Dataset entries
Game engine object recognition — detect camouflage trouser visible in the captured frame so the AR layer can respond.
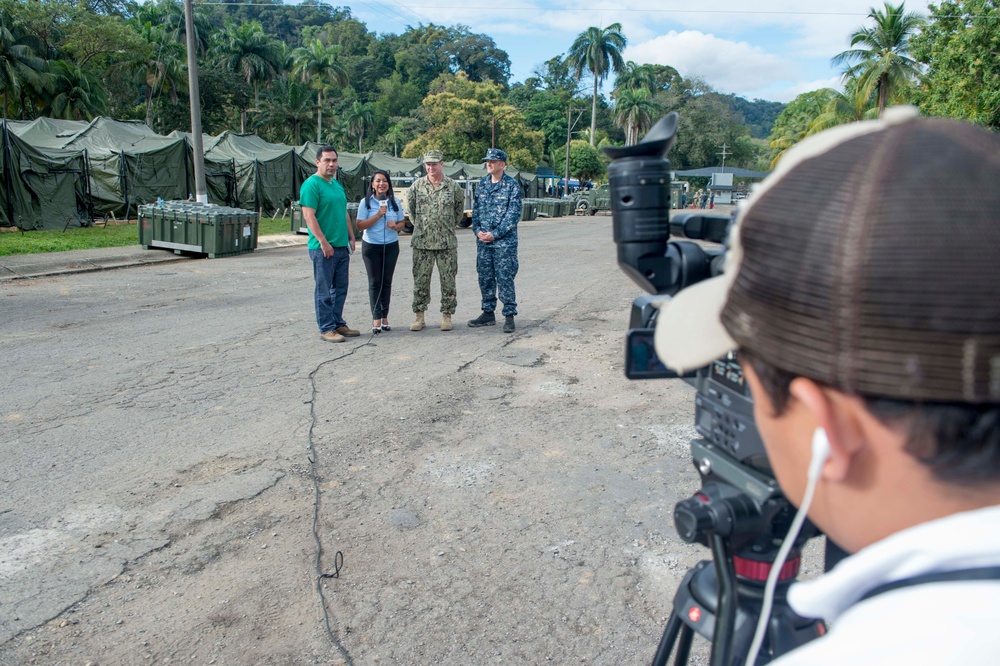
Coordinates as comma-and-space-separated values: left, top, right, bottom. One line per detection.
413, 247, 458, 314
476, 243, 518, 316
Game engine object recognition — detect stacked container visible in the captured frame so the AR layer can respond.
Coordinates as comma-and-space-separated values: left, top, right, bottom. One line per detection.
139, 201, 259, 259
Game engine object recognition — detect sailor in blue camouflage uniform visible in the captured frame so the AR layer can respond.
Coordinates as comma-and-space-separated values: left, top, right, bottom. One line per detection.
469, 148, 521, 333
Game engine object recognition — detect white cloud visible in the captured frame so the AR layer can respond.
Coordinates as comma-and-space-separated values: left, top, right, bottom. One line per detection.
625, 30, 795, 98
766, 76, 844, 103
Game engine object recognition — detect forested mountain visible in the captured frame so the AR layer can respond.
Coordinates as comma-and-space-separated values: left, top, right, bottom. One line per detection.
0, 0, 984, 178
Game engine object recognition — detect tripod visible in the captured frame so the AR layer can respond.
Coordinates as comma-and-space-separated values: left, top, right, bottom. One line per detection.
653, 534, 825, 666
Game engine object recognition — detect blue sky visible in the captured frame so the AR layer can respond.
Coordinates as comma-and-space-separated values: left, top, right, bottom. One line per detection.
342, 0, 926, 102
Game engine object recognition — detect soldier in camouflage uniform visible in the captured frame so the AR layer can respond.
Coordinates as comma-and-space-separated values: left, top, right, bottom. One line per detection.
469, 148, 521, 333
406, 150, 465, 331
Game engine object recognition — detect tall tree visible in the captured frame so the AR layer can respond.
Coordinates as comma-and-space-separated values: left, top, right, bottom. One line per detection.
255, 76, 313, 146
768, 88, 837, 169
209, 21, 282, 115
615, 88, 661, 146
614, 60, 658, 95
568, 23, 628, 146
808, 79, 878, 134
344, 100, 375, 153
292, 39, 347, 143
913, 0, 1000, 129
45, 60, 107, 120
116, 23, 185, 127
833, 2, 923, 115
0, 10, 46, 116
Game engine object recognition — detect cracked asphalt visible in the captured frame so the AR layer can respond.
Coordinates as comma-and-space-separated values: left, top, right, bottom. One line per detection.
0, 216, 784, 665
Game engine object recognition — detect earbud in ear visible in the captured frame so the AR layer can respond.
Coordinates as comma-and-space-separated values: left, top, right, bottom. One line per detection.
809, 428, 830, 479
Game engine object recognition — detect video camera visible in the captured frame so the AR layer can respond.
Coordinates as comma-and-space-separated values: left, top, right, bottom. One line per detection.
604, 112, 824, 666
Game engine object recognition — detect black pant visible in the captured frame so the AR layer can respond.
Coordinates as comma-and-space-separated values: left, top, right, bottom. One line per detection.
361, 241, 399, 319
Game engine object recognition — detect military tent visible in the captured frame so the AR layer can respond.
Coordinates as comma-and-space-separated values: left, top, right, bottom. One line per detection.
0, 121, 91, 230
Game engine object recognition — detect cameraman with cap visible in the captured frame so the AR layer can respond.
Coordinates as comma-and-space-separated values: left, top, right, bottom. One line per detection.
656, 108, 1000, 666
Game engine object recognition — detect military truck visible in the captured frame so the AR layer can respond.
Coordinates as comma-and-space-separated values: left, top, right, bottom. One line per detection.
576, 184, 611, 215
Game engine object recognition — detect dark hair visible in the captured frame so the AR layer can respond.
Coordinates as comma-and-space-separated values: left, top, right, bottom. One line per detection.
365, 169, 399, 212
316, 145, 340, 160
739, 349, 1000, 485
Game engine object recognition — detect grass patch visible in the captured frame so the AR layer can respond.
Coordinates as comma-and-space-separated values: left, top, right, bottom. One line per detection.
0, 217, 291, 256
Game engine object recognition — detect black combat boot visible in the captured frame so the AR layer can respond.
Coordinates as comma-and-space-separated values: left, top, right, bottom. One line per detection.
469, 310, 497, 328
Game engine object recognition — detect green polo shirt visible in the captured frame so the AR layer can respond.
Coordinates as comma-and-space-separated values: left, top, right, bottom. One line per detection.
299, 174, 350, 250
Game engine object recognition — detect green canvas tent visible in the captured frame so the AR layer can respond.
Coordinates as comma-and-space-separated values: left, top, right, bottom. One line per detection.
0, 121, 91, 230
205, 132, 316, 214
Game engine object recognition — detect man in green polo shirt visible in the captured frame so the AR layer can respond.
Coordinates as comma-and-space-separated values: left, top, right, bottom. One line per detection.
299, 146, 359, 342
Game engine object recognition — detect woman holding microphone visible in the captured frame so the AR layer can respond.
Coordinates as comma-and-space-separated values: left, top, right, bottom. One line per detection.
358, 169, 404, 334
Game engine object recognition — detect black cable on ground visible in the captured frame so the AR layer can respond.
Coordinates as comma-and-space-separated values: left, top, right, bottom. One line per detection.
308, 336, 374, 666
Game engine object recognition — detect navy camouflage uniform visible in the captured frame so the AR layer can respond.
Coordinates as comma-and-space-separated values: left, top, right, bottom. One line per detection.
472, 174, 522, 317
406, 169, 465, 314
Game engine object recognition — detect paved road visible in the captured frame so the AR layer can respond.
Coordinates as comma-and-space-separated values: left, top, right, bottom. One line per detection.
0, 216, 796, 664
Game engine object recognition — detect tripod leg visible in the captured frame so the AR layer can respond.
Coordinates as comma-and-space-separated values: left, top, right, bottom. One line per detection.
653, 612, 691, 666
674, 624, 694, 666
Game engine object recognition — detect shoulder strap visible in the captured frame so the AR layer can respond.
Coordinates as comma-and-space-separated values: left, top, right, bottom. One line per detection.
857, 567, 1000, 603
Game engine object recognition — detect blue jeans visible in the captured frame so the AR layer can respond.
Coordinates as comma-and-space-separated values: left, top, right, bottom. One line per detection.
309, 247, 351, 334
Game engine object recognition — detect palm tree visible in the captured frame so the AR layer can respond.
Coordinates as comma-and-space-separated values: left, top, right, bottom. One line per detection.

## [WORK TO BE COMPLETED]
Reproduce the records word for word, from the beginning through the line containing "413, 247, 458, 314", including that line. Omit the pictures.

## [CORRECT OUTPUT]
Game engine object recognition — detect camouflage trouser visible in the captured frame so the AR layer can respond.
Coordinates as comma-and-space-separated values: left, top, right, bottom. One line per detection.
413, 247, 458, 314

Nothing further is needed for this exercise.